— start of Dataset excerpts —
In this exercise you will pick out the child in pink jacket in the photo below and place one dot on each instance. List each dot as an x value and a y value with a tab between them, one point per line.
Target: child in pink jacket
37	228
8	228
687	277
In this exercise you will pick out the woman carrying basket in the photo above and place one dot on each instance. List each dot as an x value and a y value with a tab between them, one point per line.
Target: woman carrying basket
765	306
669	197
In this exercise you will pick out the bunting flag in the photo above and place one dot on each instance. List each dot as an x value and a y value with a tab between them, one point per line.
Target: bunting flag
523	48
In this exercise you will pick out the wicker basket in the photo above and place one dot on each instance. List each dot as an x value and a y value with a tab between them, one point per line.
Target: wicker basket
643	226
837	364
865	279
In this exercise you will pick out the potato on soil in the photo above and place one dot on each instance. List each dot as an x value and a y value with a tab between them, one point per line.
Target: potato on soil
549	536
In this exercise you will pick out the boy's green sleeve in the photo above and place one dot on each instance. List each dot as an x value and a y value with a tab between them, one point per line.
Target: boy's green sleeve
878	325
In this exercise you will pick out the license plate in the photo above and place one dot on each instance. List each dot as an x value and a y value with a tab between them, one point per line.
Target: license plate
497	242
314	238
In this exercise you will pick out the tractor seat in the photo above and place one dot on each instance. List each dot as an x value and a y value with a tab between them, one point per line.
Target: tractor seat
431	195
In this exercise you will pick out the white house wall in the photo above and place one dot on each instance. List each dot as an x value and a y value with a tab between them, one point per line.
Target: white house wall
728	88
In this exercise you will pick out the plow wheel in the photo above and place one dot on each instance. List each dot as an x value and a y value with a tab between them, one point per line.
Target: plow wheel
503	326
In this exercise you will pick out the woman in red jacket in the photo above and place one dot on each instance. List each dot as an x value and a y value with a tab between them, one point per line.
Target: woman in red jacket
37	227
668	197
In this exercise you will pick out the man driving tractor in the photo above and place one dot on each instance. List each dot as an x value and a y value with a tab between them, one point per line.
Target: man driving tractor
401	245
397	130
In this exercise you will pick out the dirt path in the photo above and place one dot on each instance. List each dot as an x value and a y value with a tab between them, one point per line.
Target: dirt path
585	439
— end of Dataset excerpts —
| Written request |
Reproduce all of the entries above verbatim, line for line.

| Final answer |
In this exercise you will pick out the child in pink jacket in the photo below and place one dot on each instance. List each dot as an x value and a y value with a tab between them, one point per line.
Target: child in pink jacket
37	228
8	228
687	277
In this exercise you will pick out the woman carrying basket in the photo above and place one dot on each instance. List each dot as an x value and a y value with a tab between them, one point per line.
Target: woman carrying basket
765	306
669	197
In this exercise you will pick out the bunting flag in the photo above and place one dot on each instance. List each dot as an x value and a y value with a tab between them, one point per line.
Target: bunting flag
523	48
In this exercise you will pick out the wicker basket in the photo above and place one dot on each instance. List each dot as an x value and a y value with a tab between them, one point per line.
Target: wicker basket
643	226
837	364
865	279
In this exercise you will pick out the potato on soil in the photo above and place one dot on each instance. List each dot as an x value and a y value with a tab between them, one point per line.
Target: potato on soil
549	536
In this exercise you will pick out the boy's green sleeve in the photo above and place one dot on each instance. List each dot as an x value and a y value with a tab between them, one point per line.
Target: boy's green sleeve
878	325
In this exercise you will pick out the license plate in the photo above and place one dot on each instance. List each dot as an x value and a y value with a tab between them, one point per line.
Target: license plate
497	242
314	238
In this exercise you will pick out the tractor seat in the photo above and place one dot on each instance. List each dot as an x value and a y value with a tab between them, one point per line.
Target: tractor seat
431	195
In this exercise you will pick out the white house wall in the photo above and place one dot on each instance. List each dot as an x value and a y value with a tab between them, one point per line.
Target: white house wall
728	88
In this exercise you will pick out the plow wheel in the photo above and place one dot on each instance. List each dot as an x value and a y value with a tab between them, one point per line.
Target: plow wheel
503	326
In this exercise you will pick out the woman in red jacket in the photo above and place one dot on each instance. List each dot as an x value and a y value with a tab between them, one point per line.
Target: woman in red jacket
37	227
668	197
In this exercise you will pick out the man driving tractor in the photo above and place one dot on each instance. List each dot as an x value and a y value with a tab between them, one point per line.
Target: man driving tractor
401	245
397	130
In this exercise you will pick out the dirt path in the photo above and place one dot on each instance. List each dot as an x value and a y value with a tab between them, one point per line.
Target: dirt path
585	439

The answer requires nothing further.